Rewrite each of the rows below, putting "marker" wherever "keypoint" occurs and leaving everything else unchanged.

(Named-object pointing records)
--

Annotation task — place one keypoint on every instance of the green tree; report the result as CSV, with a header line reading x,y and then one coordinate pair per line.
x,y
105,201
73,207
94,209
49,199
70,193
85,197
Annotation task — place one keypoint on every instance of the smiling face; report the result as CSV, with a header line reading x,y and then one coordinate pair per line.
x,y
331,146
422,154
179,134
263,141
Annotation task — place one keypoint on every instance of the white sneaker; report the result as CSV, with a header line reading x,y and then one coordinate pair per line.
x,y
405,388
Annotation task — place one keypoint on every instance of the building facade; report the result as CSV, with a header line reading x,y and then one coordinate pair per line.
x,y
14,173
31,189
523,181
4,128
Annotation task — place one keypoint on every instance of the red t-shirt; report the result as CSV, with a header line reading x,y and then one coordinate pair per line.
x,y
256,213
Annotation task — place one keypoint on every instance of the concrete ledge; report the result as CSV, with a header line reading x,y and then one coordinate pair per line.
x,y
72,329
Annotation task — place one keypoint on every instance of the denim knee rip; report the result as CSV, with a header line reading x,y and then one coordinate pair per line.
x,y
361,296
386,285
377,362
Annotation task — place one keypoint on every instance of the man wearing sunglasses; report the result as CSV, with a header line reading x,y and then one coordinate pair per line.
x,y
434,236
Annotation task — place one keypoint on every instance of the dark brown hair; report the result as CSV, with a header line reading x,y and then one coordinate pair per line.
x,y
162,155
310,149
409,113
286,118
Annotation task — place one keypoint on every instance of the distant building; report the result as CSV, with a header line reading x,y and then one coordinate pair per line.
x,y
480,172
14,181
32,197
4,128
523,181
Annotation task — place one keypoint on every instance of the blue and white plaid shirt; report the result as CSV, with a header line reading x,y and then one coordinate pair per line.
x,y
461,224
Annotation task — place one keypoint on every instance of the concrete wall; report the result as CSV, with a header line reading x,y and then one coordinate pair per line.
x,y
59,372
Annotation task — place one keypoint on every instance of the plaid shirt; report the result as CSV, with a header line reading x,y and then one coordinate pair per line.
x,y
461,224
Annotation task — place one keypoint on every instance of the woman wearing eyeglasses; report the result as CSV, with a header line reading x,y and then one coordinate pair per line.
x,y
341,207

--

*Response*
Annotation task — place one marker on every instance of the green tree; report the result as CSV, with a header line reading x,y and then one coordinate pair per line.
x,y
105,201
73,207
94,209
49,199
70,193
85,197
Annotation task — place one marker on every instance of the smiling face; report the result as CSV, with a header line reading x,y and then one coordinate pair per line.
x,y
331,146
422,154
179,134
263,141
Annotation task — place one marker on every instance of the white sneaker; report the result as CSV, with a header line reading x,y and then one coordinate pair per line.
x,y
405,388
Annotation task — place one marker on every instance of the building facade; report the result as CSV, with a header line reading x,y and then one coordinate pair per line.
x,y
14,173
31,189
523,181
4,128
Annotation task — place one marker on every instance of the red t-shirt; report the result as CSV, with a header line reading x,y and then one coordinate pair per line.
x,y
256,213
Annotation task — place one marker on every instance of the concrete ledge; report the result as CSV, with a header line reading x,y and then one coordinate pair per line.
x,y
72,329
Annotation task — place one marker on every instance of the denim knee rip; report the result as CSV, with a header line reading x,y and then one coordinate pair per line.
x,y
361,296
386,285
377,362
Annotation task — place one marker on every instance of the man wearing sunglasses; report the result as CSV, with a header line reading x,y and then one coordinate pair per line.
x,y
434,236
Annotation task — place one marker on every instance of the dark brown hair; report the result as CSV, with a header line reading x,y and then one coordinate pair per line.
x,y
162,155
310,149
409,113
286,118
Annotation task — place one marker on every instance of the distant building; report the result as CSV, with a header line reading x,y and then one coordinate pair per line.
x,y
480,172
14,181
32,197
4,128
523,181
Annotation task — place one marker on every instance of the blue and white plaid shirt; report the result as CSV, with a header line reading x,y and then one coordinate pair per line.
x,y
461,224
Annotation task — place one marker on every instance of the concrete wall; report the result as CSV, with a header line reading x,y and then one coordinate pair per line.
x,y
59,372
Annotation task — place one marker on every instance of the plaid shirt; report the result as CSV, with a header line reading x,y and then one coordinate pair per line.
x,y
461,224
Annotation task — place one marker on every instance of the woman wearing eyeglasses; report the result as CSV, with a header line reading x,y and then one coordinate pair per line.
x,y
341,207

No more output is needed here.